(Stored records)

--------------------

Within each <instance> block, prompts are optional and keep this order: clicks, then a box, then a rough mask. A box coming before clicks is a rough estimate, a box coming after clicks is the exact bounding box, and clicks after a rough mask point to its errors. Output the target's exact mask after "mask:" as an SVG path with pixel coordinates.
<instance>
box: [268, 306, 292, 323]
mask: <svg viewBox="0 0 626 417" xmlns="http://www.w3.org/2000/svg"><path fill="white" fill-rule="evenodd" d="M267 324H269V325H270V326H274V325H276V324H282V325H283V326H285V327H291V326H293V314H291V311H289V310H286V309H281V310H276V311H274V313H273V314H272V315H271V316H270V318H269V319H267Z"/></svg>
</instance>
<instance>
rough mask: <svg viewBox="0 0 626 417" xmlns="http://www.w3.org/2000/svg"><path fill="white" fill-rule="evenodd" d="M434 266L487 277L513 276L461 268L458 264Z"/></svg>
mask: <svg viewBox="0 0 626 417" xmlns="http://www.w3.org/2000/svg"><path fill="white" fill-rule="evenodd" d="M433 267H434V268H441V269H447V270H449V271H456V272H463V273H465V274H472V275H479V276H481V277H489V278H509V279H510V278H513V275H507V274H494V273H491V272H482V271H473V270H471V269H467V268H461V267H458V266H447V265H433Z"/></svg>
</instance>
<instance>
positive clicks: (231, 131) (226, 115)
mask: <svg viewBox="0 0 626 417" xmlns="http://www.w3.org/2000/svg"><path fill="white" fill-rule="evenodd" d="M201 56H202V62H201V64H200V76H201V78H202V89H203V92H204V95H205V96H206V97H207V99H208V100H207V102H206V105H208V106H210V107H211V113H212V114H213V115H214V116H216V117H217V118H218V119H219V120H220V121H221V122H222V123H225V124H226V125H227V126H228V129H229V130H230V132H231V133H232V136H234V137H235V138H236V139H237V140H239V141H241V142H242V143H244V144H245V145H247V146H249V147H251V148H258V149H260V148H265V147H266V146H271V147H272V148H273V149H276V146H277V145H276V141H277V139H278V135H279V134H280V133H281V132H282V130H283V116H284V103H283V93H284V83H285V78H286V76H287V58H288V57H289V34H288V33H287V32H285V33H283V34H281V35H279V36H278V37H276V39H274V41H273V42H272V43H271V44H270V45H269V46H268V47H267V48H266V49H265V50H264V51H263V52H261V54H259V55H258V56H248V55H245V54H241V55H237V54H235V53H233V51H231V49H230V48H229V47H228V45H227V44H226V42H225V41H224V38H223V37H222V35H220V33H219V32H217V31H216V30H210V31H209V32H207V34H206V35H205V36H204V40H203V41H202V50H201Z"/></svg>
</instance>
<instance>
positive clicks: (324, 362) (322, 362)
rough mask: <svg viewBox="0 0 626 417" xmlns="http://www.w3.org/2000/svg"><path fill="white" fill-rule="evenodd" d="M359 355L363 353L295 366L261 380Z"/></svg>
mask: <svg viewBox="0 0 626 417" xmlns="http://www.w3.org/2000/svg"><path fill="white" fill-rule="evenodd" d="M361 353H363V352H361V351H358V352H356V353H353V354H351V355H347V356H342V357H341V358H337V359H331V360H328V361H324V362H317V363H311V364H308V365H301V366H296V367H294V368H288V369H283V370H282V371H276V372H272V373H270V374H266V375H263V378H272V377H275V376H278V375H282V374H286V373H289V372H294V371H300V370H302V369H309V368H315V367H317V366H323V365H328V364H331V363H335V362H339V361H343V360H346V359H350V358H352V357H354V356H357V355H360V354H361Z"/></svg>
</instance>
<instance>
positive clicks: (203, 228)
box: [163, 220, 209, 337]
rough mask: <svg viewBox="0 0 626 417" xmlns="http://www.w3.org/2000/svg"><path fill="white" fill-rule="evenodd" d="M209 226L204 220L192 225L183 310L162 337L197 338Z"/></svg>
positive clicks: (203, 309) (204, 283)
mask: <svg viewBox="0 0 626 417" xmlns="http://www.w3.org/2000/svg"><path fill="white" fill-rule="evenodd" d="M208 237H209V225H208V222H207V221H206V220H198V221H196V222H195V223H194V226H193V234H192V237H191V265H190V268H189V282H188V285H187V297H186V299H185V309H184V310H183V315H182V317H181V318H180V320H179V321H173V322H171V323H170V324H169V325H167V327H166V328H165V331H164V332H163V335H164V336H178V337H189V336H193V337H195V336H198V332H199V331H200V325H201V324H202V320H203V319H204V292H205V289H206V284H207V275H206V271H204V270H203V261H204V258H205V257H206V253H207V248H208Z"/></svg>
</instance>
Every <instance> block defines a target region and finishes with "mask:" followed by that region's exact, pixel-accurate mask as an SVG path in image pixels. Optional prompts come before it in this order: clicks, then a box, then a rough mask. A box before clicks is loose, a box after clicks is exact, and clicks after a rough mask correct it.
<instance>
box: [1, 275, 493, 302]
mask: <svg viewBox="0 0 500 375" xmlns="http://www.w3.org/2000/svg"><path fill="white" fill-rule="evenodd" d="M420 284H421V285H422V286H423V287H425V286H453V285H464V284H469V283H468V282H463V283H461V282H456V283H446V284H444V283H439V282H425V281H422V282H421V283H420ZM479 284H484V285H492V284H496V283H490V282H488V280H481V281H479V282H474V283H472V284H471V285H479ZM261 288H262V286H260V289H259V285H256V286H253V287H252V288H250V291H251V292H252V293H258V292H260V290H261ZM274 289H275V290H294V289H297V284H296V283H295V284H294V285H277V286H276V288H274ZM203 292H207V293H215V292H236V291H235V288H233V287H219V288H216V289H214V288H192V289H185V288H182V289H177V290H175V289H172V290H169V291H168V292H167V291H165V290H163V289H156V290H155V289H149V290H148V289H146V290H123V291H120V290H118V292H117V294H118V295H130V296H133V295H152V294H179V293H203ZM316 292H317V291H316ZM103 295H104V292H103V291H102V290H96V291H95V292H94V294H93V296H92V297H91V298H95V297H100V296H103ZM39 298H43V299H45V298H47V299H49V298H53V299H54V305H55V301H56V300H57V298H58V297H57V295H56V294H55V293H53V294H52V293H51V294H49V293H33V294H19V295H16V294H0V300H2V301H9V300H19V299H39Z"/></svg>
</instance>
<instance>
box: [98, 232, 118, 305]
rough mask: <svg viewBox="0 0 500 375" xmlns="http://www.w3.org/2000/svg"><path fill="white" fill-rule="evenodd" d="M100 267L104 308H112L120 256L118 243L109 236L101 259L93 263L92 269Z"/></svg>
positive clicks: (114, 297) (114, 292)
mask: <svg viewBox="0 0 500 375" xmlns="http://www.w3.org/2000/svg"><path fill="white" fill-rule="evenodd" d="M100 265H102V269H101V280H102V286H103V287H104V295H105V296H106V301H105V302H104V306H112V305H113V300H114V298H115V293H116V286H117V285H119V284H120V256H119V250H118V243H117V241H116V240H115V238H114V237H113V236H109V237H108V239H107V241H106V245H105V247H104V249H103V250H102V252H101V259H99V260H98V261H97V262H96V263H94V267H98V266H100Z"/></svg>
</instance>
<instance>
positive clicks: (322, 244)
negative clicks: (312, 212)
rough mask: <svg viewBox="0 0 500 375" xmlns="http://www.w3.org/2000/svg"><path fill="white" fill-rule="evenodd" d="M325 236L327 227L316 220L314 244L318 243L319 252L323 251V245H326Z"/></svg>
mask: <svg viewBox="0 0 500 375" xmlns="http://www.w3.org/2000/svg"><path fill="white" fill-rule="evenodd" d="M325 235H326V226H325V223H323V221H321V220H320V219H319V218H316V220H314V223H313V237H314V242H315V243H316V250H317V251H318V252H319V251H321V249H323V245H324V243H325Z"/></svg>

--------------------

Print the data word for word.

Within each <instance> block, prompts are optional and keep this order: clicks, then a box, then a rough mask. A box coming before clicks is a rough estimate, a box coming after clicks is the exact bounding box, and clicks after a rough mask point to its errors. Output the target's exact mask after "mask:" as an SVG path with pixel coordinates.
<instance>
box: [268, 306, 292, 323]
mask: <svg viewBox="0 0 626 417" xmlns="http://www.w3.org/2000/svg"><path fill="white" fill-rule="evenodd" d="M267 324H269V325H270V326H274V325H276V324H282V325H283V326H285V327H291V326H293V314H291V311H289V310H286V309H281V310H276V311H274V313H273V314H272V315H271V316H270V318H269V319H267Z"/></svg>
</instance>
<instance>
rough mask: <svg viewBox="0 0 626 417" xmlns="http://www.w3.org/2000/svg"><path fill="white" fill-rule="evenodd" d="M434 266L487 277L513 276L461 268L458 264Z"/></svg>
mask: <svg viewBox="0 0 626 417" xmlns="http://www.w3.org/2000/svg"><path fill="white" fill-rule="evenodd" d="M433 267H434V268H441V269H447V270H449V271H456V272H463V273H465V274H472V275H479V276H481V277H489V278H509V279H510V278H513V275H507V274H494V273H491V272H482V271H473V270H471V269H467V268H461V267H458V266H447V265H433Z"/></svg>
</instance>
<instance>
positive clicks: (231, 131) (226, 115)
mask: <svg viewBox="0 0 626 417" xmlns="http://www.w3.org/2000/svg"><path fill="white" fill-rule="evenodd" d="M201 56H202V62H201V64H200V76H201V78H202V89H203V92H204V95H205V96H206V97H207V99H208V100H207V102H206V105H208V106H210V107H211V113H212V114H213V115H214V116H216V117H217V118H218V119H219V120H220V121H221V122H222V123H225V124H226V125H227V126H228V129H229V130H230V132H231V133H232V136H234V137H235V138H236V139H237V140H239V141H241V142H242V143H244V144H245V145H247V146H249V147H251V148H258V149H260V148H265V147H266V146H271V147H272V148H273V149H276V146H277V145H276V141H277V139H278V135H279V134H280V133H281V132H282V130H283V116H284V103H283V93H284V83H285V78H286V76H287V58H288V57H289V34H288V33H287V32H285V33H283V34H281V35H279V36H278V37H276V39H274V41H273V42H272V43H271V44H270V45H269V46H268V47H267V48H266V49H265V50H264V51H263V52H261V54H259V55H258V56H248V55H245V54H241V55H237V54H235V53H233V51H231V49H230V48H229V47H228V45H227V44H226V42H225V41H224V38H223V37H222V35H220V33H219V32H217V31H216V30H210V31H209V32H207V34H206V35H205V36H204V40H203V41H202V50H201Z"/></svg>
</instance>
<instance>
positive clicks: (324, 362) (322, 362)
rough mask: <svg viewBox="0 0 626 417" xmlns="http://www.w3.org/2000/svg"><path fill="white" fill-rule="evenodd" d="M359 355L363 353L295 366L261 380Z"/></svg>
mask: <svg viewBox="0 0 626 417" xmlns="http://www.w3.org/2000/svg"><path fill="white" fill-rule="evenodd" d="M361 353H363V352H361V351H358V352H356V353H353V354H351V355H347V356H342V357H341V358H337V359H331V360H328V361H324V362H317V363H311V364H308V365H301V366H296V367H294V368H288V369H283V370H282V371H276V372H272V373H270V374H266V375H263V378H272V377H275V376H278V375H282V374H286V373H289V372H294V371H300V370H302V369H309V368H315V367H317V366H323V365H328V364H331V363H335V362H339V361H343V360H346V359H350V358H352V357H354V356H357V355H360V354H361Z"/></svg>
</instance>
<instance>
positive clicks: (203, 228)
box: [163, 220, 209, 337]
rough mask: <svg viewBox="0 0 626 417" xmlns="http://www.w3.org/2000/svg"><path fill="white" fill-rule="evenodd" d="M209 226L204 220L192 225L183 310L162 337L197 338Z"/></svg>
positive clicks: (203, 309) (204, 283)
mask: <svg viewBox="0 0 626 417" xmlns="http://www.w3.org/2000/svg"><path fill="white" fill-rule="evenodd" d="M208 237H209V225H208V222H207V221H206V220H198V221H196V222H195V223H194V226H193V234H192V237H191V265H190V268H189V282H188V285H187V297H186V299H185V309H184V310H183V315H182V317H181V318H180V320H179V321H173V322H171V323H170V324H169V325H167V327H166V328H165V331H164V332H163V335H164V336H178V337H189V336H193V337H195V336H198V332H199V331H200V325H201V324H202V320H203V319H204V292H205V289H206V284H207V275H206V271H204V270H203V261H204V258H205V257H206V253H207V248H208Z"/></svg>
</instance>
Every <instance> block defines a target region and finishes with "mask:" followed by that region's exact, pixel-accurate mask as an SVG path in image pixels. Optional prompts come before it in this order: clicks, then a box, then a rough mask. A box before clicks is loose, a box after clicks is exact, and clicks after a rough mask correct it.
<instance>
box: [1, 275, 493, 302]
mask: <svg viewBox="0 0 500 375" xmlns="http://www.w3.org/2000/svg"><path fill="white" fill-rule="evenodd" d="M420 284H421V285H422V286H423V287H425V286H453V285H464V284H469V283H468V282H463V283H461V282H456V283H446V284H444V283H439V282H425V281H422V282H421V283H420ZM479 284H484V285H492V284H496V283H490V282H488V280H481V281H479V282H474V283H472V284H471V285H479ZM261 288H262V286H260V289H259V285H256V286H253V287H252V288H250V291H251V292H252V293H258V292H260V290H261ZM274 289H275V290H294V289H297V284H296V283H295V284H294V285H277V286H276V288H274ZM203 292H207V293H215V292H236V291H235V288H233V287H219V288H216V289H214V288H192V289H185V288H182V289H177V290H175V289H172V290H169V291H168V292H167V291H165V290H163V289H156V290H155V289H149V290H148V289H146V290H123V291H120V290H118V292H117V294H118V295H130V296H133V295H152V294H179V293H203ZM316 292H317V291H316ZM103 295H104V292H103V291H102V290H96V291H95V292H94V294H93V296H92V297H91V298H95V297H100V296H103ZM39 298H43V299H45V298H47V299H49V298H53V299H54V305H55V301H56V300H57V298H58V297H57V295H56V294H55V293H53V294H52V293H51V294H49V293H33V294H19V295H16V294H0V300H2V301H9V300H19V299H39Z"/></svg>
</instance>
<instance>
box: [98, 232, 118, 305]
rough mask: <svg viewBox="0 0 500 375" xmlns="http://www.w3.org/2000/svg"><path fill="white" fill-rule="evenodd" d="M100 267L104 308H112L120 256L118 243L109 236L101 259L93 263L92 269Z"/></svg>
positive clicks: (114, 297) (114, 292)
mask: <svg viewBox="0 0 500 375" xmlns="http://www.w3.org/2000/svg"><path fill="white" fill-rule="evenodd" d="M100 265H102V269H101V280H102V286H103V287H104V295H105V296H106V301H105V302H104V306H112V305H113V300H114V298H115V293H116V286H117V285H119V284H120V256H119V250H118V243H117V241H116V240H115V238H114V237H113V236H109V237H108V239H107V241H106V245H105V247H104V249H103V250H102V252H101V259H99V260H98V261H97V262H96V263H94V267H98V266H100Z"/></svg>
</instance>
<instance>
positive clicks: (322, 244)
negative clicks: (312, 212)
rough mask: <svg viewBox="0 0 500 375" xmlns="http://www.w3.org/2000/svg"><path fill="white" fill-rule="evenodd" d="M325 236L327 227L316 220L314 244L318 243L319 252L323 251V245H326Z"/></svg>
mask: <svg viewBox="0 0 500 375" xmlns="http://www.w3.org/2000/svg"><path fill="white" fill-rule="evenodd" d="M325 235H326V226H325V223H323V221H321V220H320V219H319V218H316V220H314V223H313V237H314V242H315V243H316V250H317V251H318V252H319V251H321V249H323V245H324V243H325Z"/></svg>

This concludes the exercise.